[Texte de référence]:
+ + +
Arts - Histoire
1925 : un tournant dans l’histoire des arts
En 1925, l’Exposition internationale des arts décoratifs et industriels modernes révèle un paradoxe : alors que l’Art déco principalement français séduit le monde, le monde a déjà dans ses cartons un autre projet, le style international, pourtant presque ignoré par l’Exposition de 1925.
Pourquoi 1925 ? / L’Exposition internationale / Le contexte artistique / Les « modernes » contre les « contemporains »
Pourquoi 1925 ?
C’est le point d’orgue du mouvement Art déco et c’est surtout l’année de l’Exposition internationale des arts décoratifs et industriels modernes à Paris, la ville-lumière vers laquelle le monde entier tourne son regard. Le nom de l’Exposition a souvent amené à la confondre avec le mouvement « Art déco », alors que son propos est beaucoup plus riche et qu’elle laisse surtout percevoir deux tendances fondamentales : l’opposition entre art décoratif et production industrielle, entre artisanat et industrie. La première tendance correspond à « l’Art déco » proprement dit, héritière d’une tradition française de l’élégance et la seconde à l’« Esprit nouveau », ou le modernisme, illustrée par le pavillon-manifeste de Le Corbusier, plus soucieuse des réalités sociales et techniques, visant à une symbiose avec la société industrielle naissante. Le début du 20e siècle est marqué par quantité de découvertes : vapeur, force hydraulique, électricité, moteur à explosion, moyens de transports… Ces découvertes amènent le développement des entreprises industrielles et commerciales, des préoccupations d’hygiène, une évolution des idées sociales auxquels les arts ne pouvaient rester indifférents.
+ + +
[Données brutes]:
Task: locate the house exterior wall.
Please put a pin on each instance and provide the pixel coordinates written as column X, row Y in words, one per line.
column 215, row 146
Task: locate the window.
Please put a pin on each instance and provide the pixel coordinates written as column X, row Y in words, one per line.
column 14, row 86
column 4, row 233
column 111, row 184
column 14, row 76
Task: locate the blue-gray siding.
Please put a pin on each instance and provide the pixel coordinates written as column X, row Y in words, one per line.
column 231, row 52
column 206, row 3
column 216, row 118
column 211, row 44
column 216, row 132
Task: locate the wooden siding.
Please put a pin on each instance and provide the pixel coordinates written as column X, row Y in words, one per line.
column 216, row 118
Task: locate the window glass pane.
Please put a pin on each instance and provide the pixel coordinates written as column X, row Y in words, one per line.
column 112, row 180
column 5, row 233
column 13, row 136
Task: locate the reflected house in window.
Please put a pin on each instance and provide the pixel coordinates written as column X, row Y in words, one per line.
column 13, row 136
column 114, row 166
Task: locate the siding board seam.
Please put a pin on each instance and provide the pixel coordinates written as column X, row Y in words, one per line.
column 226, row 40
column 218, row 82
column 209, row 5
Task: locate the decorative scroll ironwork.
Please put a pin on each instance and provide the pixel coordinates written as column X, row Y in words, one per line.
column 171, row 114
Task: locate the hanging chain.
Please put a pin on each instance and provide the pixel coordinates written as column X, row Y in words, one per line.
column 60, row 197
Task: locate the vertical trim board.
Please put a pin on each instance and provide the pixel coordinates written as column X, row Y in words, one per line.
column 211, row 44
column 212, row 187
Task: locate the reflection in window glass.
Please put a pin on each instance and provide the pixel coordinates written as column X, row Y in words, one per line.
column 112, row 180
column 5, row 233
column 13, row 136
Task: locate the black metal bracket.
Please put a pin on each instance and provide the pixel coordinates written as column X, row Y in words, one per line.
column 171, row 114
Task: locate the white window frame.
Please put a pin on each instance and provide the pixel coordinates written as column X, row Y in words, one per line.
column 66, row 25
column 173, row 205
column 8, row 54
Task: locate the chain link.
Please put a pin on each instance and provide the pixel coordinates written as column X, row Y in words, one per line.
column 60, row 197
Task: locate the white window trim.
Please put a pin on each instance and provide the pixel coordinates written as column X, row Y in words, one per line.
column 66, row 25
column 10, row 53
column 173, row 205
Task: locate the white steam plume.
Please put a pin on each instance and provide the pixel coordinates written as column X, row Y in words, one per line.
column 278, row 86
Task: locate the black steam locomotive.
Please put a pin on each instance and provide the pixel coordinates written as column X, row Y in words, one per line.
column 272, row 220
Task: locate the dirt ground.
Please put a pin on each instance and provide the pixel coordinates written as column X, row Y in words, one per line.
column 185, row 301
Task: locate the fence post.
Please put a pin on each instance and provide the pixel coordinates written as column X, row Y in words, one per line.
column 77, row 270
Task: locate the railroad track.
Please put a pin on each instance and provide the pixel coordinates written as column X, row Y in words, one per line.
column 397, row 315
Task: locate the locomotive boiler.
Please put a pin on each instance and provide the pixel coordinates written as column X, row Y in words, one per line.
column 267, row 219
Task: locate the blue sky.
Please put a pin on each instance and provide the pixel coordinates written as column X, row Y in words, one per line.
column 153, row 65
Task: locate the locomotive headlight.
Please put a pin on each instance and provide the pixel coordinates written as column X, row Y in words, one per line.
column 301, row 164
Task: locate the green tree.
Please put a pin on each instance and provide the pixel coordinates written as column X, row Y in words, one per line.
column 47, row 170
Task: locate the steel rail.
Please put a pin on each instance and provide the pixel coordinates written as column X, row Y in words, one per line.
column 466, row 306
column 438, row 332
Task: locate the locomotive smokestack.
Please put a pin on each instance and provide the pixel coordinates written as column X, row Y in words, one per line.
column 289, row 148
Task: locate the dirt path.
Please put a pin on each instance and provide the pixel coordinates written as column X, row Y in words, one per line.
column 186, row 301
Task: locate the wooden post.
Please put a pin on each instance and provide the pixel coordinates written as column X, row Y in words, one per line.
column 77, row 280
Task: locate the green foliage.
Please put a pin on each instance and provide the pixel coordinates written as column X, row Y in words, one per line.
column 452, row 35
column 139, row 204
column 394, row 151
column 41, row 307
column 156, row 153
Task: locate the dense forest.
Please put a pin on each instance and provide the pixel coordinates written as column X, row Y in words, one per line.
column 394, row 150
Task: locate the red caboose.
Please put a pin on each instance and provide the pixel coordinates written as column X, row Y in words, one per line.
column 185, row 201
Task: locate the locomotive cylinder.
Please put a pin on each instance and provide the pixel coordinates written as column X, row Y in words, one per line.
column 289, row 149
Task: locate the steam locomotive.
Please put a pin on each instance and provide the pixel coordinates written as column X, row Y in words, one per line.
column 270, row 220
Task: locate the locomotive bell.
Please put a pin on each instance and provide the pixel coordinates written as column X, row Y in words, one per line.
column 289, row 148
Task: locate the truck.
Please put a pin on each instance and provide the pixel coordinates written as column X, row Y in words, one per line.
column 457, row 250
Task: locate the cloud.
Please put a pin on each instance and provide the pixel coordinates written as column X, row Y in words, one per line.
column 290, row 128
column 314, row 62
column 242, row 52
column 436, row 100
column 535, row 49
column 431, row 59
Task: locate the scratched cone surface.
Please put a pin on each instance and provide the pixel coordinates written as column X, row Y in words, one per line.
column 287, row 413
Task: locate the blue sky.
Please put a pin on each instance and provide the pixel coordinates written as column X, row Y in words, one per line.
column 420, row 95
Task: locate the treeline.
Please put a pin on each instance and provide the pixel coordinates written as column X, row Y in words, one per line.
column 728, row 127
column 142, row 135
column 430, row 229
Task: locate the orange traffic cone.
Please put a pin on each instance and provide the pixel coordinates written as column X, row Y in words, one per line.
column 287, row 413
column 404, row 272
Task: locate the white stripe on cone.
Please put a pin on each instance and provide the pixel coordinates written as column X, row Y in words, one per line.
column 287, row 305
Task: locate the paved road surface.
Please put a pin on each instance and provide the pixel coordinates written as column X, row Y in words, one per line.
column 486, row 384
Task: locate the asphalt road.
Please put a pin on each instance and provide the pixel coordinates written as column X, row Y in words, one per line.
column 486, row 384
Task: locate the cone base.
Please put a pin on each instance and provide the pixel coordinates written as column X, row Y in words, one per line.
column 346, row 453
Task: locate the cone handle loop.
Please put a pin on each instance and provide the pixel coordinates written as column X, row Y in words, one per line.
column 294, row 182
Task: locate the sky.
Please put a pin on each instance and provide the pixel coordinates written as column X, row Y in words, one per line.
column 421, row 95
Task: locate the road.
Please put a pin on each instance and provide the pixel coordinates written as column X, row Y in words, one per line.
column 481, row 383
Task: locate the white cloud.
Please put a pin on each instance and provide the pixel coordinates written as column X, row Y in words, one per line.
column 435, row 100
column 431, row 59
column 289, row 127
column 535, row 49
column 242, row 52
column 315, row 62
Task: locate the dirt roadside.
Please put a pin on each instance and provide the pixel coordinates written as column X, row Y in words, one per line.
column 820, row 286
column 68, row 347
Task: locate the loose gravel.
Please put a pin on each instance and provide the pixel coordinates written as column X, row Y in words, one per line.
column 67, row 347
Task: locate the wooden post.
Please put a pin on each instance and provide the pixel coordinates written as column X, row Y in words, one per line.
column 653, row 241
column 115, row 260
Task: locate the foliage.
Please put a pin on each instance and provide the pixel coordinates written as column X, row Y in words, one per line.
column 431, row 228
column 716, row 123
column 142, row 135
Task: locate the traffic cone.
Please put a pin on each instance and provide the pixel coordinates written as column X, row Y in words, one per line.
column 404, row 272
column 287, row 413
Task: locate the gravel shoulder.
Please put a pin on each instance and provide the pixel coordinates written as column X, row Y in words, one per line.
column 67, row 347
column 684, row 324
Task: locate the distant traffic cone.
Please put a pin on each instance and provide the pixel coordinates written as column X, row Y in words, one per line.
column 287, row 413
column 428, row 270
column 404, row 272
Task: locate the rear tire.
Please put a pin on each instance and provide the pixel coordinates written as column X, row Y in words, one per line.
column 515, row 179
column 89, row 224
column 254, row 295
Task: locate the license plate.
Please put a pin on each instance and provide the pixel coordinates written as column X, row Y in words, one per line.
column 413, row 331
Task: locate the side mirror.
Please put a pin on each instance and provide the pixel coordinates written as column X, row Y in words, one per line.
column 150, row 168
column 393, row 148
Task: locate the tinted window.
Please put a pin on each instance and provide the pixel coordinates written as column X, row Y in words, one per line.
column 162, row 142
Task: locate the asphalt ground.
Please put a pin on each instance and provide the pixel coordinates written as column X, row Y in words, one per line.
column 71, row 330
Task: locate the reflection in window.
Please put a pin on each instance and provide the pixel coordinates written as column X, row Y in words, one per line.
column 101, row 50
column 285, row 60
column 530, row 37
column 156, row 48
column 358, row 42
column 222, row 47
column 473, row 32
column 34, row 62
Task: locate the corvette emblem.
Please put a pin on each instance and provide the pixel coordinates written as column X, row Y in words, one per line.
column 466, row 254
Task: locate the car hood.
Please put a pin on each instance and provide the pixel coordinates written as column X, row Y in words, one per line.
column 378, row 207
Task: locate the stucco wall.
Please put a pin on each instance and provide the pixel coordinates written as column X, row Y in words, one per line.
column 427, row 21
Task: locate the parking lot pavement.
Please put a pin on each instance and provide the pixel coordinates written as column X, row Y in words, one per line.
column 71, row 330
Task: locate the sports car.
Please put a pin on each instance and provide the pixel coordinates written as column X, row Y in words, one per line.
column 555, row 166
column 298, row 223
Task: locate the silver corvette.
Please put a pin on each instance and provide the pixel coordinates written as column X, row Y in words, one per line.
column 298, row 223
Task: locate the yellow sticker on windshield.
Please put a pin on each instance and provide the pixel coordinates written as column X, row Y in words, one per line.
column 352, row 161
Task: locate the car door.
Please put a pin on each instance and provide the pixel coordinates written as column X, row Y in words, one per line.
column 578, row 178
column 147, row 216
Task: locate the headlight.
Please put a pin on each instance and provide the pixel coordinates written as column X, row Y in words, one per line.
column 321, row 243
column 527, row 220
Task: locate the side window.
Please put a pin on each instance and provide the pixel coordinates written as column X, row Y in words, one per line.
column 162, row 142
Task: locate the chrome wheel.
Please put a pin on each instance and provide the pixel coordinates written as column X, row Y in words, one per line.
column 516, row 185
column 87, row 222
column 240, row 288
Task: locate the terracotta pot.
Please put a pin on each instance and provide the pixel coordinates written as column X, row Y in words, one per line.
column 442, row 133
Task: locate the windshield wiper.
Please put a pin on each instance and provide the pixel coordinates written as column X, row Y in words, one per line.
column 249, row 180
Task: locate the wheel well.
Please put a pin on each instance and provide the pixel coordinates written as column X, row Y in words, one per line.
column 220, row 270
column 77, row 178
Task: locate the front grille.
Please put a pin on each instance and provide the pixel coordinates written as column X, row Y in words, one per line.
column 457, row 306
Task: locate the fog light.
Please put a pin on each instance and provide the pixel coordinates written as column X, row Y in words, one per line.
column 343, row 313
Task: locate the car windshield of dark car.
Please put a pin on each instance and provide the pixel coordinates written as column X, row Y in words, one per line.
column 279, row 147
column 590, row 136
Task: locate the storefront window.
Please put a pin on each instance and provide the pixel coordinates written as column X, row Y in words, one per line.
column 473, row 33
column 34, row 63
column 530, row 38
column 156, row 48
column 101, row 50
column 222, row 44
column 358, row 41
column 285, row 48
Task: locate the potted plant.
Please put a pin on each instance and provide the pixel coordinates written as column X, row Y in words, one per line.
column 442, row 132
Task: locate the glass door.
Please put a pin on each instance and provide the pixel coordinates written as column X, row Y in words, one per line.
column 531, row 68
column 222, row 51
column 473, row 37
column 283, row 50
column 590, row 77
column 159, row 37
+ + +
[Consignes]:
a) Répondez aux questions suivantes à partir du texte sur l'Exposition de 1925.
(i) Dans quelle ville se tient l'Exposition ?
(ii) Quel autre projet, presque ignoré par l'Exposition, le monde a-t-il déjà dans ses cartons ?
(iii) Qu'est-ce qui illustre l'« Esprit nouveau » ?
b) Indiquez si chaque affirmation concorde avec le texte sur l'Exposition de 1925, en citant les mots qui tranchent.
(i) L'Art déco est héritier d'une tradition française de l'élégance.
(ii) Le style international occupe une place centrale à l'Exposition de 1925.
(iii) L'électricité figure parmi les découvertes du début du 20e siècle.
c) Poursuivez, s'il vous plaît, le texte sur l'Exposition de 1925 à partir de sa dernière phrase.

[Résultats de l'exercice]:
a)
(i) À Paris.
(ii) Le style international.
(iii) Le pavillon-manifeste de Le Corbusier.

b)
(i) Oui : « héritière d’une tradition française de l’élégance ».
(ii) Non : « pourtant presque ignoré par l’Exposition de 1925 ».
(iii) Oui : « Le début du 20e siècle est marqué par quantité de découvertes : vapeur, force hydraulique, électricité ».

c)
À lire sur le style 1925
Style 1925 : triomphe et chute des « Arts-Déco », par Giulia Veronesi, Bibliothèque des Arts, 1968.
À la Bpi, niveau 3, 741-7 VER
Le style 1925, par Yvonne Brunhammer, Baschet, 1973.
À la Bpi, niveau 3, 741-7 BRU
L’Exposition internationale des arts décoratifs et industriels modernes : un révélateur des contradictions d’une époque
Prévue dès 1906, repoussée plusieurs fois, l’exposition internationale (et non universelle car elle ne touche pas toutes les activités humaines) ouvre en avril 1925, retardée par la première guerre « industrialisée » mondiale.
Les pavillons français, les plus nombreux, affirment l’existence d’un Art déco à la française, appliqué à tous les domaines des arts. Il donne le ton à l’ensemble de la manifestation et éclipse l’ « Esprit nouveau ». Le mouvement hollandais De Stijl et le Bauhaus allemand en sont absents. Pourtant, dans son intitulé, les organisateurs avaient imposé le terme « industriel » après art décoratif. Dans sa conception initiale, l’exposition devait mettre l’accent sur la nécessité de développer un art social, conforme aux transformations de la société et devait contribuer à la diffusion des styles modernes français, en retard sur le reste de l’Europe.
Dès 1907, l’association allemande des artisans (Deutscher Werkbund) réunit des artistes et des industriels dans le but de concilier industrie, modernité et esthétique. L’intention de la France était de s’inscrire dans ce mouvement et de répondre aux besoins d’une nouvelle classe sociale issue de l’industrialisation, pour laquelle il fallait créer des habitats, un ameublement, des objets adaptés.
En 1909, dans la mission de préfiguration de l’Exposition, le critique Roger Marx visait un art international, moderne et social. :
« Une telle exposition (…) ferait cesser l’antagonisme entre l’ingénieur et l’architecte(…). Ni le théâtre, ni la musique, ni la danse n’en seraient exclus ; l’art de la cité, l’art de la rue, l’art des jardins, l’art des fêtes populaires lui devraient d’être remis en honneur. »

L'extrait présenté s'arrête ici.